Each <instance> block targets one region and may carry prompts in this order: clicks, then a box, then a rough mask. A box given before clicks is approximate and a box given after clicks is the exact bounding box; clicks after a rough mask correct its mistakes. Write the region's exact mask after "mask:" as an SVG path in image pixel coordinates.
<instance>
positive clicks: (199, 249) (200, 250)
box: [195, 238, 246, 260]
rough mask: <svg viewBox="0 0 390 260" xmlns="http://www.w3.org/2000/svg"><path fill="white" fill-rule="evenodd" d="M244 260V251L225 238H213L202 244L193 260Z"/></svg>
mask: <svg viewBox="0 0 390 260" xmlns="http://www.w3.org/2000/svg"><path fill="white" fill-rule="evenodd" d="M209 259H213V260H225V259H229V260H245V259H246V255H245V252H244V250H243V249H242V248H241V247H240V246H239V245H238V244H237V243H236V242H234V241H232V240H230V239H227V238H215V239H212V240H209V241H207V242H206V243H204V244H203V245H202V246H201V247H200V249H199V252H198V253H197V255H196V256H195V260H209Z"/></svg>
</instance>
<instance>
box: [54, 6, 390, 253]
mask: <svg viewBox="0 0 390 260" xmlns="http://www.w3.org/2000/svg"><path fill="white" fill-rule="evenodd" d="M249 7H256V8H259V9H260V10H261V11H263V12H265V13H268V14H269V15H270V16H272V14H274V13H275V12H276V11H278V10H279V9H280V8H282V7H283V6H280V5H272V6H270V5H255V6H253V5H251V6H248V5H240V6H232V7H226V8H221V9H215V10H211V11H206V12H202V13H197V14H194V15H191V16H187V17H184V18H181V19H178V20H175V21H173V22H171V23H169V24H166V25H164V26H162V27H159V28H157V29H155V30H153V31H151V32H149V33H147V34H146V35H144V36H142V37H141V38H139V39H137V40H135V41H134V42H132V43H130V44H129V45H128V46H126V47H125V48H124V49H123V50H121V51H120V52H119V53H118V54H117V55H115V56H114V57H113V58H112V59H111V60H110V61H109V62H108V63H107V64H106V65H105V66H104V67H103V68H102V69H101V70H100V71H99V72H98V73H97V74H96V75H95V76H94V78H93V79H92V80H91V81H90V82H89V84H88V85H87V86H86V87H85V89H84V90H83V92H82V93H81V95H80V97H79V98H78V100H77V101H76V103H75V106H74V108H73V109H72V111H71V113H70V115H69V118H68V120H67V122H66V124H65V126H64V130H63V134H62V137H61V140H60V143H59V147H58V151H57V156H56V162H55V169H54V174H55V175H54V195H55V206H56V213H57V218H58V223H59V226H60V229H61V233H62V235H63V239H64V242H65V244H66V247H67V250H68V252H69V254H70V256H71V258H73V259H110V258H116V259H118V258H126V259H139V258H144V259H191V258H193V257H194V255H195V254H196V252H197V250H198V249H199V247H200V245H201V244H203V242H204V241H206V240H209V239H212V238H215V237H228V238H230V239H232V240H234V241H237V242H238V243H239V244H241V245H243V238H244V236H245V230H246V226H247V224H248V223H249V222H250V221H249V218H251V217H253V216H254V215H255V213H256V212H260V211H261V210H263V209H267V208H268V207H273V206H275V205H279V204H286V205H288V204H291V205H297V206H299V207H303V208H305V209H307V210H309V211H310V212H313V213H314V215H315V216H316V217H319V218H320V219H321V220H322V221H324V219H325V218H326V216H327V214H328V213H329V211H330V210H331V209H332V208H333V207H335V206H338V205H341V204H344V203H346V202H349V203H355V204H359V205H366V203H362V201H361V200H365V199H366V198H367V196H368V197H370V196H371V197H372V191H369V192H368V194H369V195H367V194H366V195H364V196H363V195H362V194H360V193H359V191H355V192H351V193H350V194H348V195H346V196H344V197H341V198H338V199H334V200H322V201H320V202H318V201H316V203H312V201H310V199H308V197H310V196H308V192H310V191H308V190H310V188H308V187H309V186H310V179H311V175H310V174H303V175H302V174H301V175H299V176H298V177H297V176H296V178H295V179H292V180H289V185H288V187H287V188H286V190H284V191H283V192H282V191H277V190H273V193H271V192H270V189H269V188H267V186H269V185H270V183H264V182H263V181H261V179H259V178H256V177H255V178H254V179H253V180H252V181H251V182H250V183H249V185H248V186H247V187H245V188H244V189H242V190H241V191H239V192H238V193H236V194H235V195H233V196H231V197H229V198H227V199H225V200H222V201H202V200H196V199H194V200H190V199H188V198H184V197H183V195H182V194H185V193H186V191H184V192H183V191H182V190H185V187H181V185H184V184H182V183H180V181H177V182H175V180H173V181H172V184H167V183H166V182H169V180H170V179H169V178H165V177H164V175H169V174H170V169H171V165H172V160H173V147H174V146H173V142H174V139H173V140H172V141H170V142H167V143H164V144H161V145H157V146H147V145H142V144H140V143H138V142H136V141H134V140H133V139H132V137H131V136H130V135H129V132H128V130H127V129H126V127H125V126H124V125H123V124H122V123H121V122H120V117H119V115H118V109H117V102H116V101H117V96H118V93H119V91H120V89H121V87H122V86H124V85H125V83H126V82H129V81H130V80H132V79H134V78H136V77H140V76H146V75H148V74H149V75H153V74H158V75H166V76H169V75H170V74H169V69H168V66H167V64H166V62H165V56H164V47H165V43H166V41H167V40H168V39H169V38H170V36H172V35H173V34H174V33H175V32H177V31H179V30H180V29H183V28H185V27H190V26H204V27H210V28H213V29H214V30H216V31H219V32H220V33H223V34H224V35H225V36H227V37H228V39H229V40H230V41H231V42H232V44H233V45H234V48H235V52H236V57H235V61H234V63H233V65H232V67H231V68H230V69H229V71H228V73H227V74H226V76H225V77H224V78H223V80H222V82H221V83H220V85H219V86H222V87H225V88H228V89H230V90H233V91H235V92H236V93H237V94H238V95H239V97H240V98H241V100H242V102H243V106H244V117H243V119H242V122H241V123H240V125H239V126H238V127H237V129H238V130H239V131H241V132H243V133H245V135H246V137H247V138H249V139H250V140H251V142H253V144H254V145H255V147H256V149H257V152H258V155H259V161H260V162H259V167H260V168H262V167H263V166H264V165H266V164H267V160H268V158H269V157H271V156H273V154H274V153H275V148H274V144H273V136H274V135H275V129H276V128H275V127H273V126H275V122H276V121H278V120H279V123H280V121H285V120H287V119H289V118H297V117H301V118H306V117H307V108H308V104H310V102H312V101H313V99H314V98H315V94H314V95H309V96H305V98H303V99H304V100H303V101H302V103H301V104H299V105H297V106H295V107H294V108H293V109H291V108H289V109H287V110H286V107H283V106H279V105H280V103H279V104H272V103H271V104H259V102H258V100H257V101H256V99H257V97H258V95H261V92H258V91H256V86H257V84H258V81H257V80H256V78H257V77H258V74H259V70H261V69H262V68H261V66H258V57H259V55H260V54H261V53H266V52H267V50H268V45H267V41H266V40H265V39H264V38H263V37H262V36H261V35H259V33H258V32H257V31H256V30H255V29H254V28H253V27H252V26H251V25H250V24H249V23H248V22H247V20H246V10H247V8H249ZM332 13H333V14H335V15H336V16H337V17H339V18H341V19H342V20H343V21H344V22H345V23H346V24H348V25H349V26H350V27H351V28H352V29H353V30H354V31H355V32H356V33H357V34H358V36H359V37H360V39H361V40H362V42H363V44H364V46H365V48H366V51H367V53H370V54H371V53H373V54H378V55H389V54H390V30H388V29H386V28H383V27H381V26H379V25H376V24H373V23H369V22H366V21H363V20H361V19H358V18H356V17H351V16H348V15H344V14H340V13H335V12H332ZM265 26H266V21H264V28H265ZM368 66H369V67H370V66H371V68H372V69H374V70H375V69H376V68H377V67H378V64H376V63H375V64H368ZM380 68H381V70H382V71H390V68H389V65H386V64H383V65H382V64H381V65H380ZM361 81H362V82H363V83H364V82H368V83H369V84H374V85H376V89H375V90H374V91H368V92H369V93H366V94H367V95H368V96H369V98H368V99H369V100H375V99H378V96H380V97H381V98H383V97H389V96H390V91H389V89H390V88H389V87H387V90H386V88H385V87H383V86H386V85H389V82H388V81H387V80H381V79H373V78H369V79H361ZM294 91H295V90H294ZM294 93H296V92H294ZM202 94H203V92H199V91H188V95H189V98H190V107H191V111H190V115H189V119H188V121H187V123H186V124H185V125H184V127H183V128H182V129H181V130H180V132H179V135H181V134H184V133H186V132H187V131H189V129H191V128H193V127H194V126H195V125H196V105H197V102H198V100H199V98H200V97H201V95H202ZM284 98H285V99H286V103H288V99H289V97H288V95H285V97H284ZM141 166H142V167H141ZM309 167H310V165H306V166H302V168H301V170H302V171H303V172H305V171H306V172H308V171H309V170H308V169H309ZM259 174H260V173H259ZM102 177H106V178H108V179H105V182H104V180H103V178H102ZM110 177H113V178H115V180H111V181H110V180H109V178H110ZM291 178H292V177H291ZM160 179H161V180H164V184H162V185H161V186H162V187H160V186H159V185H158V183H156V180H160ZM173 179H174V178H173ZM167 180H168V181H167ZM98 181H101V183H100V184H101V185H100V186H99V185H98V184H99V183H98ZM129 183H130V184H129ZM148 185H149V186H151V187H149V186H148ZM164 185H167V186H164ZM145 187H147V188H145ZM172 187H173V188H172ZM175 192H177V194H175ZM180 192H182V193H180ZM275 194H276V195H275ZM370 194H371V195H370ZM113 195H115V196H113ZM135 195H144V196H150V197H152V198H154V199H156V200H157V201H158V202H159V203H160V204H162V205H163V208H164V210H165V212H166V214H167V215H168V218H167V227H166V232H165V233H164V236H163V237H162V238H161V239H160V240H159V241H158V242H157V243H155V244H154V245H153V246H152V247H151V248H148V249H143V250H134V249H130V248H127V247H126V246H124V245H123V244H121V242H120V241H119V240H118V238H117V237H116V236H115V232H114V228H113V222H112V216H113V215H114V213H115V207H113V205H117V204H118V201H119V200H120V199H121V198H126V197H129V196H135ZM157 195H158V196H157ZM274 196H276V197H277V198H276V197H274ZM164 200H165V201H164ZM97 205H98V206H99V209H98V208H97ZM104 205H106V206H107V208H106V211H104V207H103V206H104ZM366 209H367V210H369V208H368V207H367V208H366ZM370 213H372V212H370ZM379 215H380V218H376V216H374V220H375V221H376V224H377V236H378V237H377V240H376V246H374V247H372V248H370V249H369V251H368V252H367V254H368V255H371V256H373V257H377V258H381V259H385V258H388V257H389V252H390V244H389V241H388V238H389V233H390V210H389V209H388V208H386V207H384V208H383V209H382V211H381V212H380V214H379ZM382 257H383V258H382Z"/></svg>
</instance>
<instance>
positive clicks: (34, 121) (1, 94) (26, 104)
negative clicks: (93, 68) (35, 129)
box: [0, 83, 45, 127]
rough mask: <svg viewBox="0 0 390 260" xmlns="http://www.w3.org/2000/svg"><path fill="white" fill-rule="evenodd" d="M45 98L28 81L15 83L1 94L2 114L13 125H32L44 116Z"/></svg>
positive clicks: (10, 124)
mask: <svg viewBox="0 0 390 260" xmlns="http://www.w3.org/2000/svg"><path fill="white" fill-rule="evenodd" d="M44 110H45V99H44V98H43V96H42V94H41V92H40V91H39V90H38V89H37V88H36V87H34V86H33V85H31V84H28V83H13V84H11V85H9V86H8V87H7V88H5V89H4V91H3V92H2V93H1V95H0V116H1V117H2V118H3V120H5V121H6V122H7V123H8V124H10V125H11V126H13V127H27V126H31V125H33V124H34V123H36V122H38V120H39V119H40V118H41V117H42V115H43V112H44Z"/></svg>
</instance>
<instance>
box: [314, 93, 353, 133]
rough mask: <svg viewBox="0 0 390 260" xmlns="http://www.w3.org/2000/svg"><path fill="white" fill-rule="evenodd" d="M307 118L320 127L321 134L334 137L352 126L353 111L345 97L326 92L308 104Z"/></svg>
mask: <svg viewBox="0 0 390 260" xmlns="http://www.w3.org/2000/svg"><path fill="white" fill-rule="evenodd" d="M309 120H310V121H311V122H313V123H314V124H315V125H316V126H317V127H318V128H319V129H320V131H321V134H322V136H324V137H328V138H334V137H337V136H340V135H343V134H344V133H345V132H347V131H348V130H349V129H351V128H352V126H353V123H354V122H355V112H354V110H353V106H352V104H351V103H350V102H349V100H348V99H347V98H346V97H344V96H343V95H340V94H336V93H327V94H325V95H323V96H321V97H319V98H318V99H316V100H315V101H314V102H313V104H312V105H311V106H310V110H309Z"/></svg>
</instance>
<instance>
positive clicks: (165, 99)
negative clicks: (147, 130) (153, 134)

§ What you will do: Copy out, exactly as written, the line that contains "box: [0, 83, 45, 127]" along with every line that comes after it in the material above, and nothing else.

§ Solved problem:
box: [0, 83, 45, 127]
rough mask: <svg viewBox="0 0 390 260" xmlns="http://www.w3.org/2000/svg"><path fill="white" fill-rule="evenodd" d="M45 98L28 81L15 83L1 94L2 114L13 125H32L44 116Z"/></svg>
positive clicks: (10, 124)
mask: <svg viewBox="0 0 390 260" xmlns="http://www.w3.org/2000/svg"><path fill="white" fill-rule="evenodd" d="M44 110H45V99H44V98H43V96H42V94H41V92H40V91H39V90H38V89H37V88H36V87H34V86H33V85H31V84H28V83H13V84H11V85H9V86H8V87H7V88H5V89H4V91H3V92H2V93H1V95H0V116H1V117H2V118H3V120H5V121H6V122H7V123H8V124H10V125H11V126H13V127H27V126H31V125H33V124H34V123H36V122H38V120H39V119H40V118H41V117H42V115H43V112H44Z"/></svg>
</instance>
<instance>
box: [314, 93, 353, 133]
rough mask: <svg viewBox="0 0 390 260" xmlns="http://www.w3.org/2000/svg"><path fill="white" fill-rule="evenodd" d="M307 118L320 127L321 134L334 137L352 126L353 111L345 97L326 92L308 104Z"/></svg>
mask: <svg viewBox="0 0 390 260" xmlns="http://www.w3.org/2000/svg"><path fill="white" fill-rule="evenodd" d="M309 120H310V121H311V122H313V123H314V124H315V125H316V126H317V127H318V128H319V129H320V131H321V134H322V136H324V137H328V138H334V137H337V136H340V135H343V134H344V133H345V132H347V131H348V130H349V129H351V128H352V126H353V123H354V122H355V112H354V110H353V106H352V104H351V103H350V102H349V100H348V99H347V98H346V97H344V96H343V95H340V94H336V93H327V94H325V95H323V96H321V97H319V98H318V99H316V100H315V101H314V102H313V104H312V105H311V106H310V110H309Z"/></svg>
</instance>
<instance>
positive clicks: (165, 99)
negative clicks: (147, 130) (153, 134)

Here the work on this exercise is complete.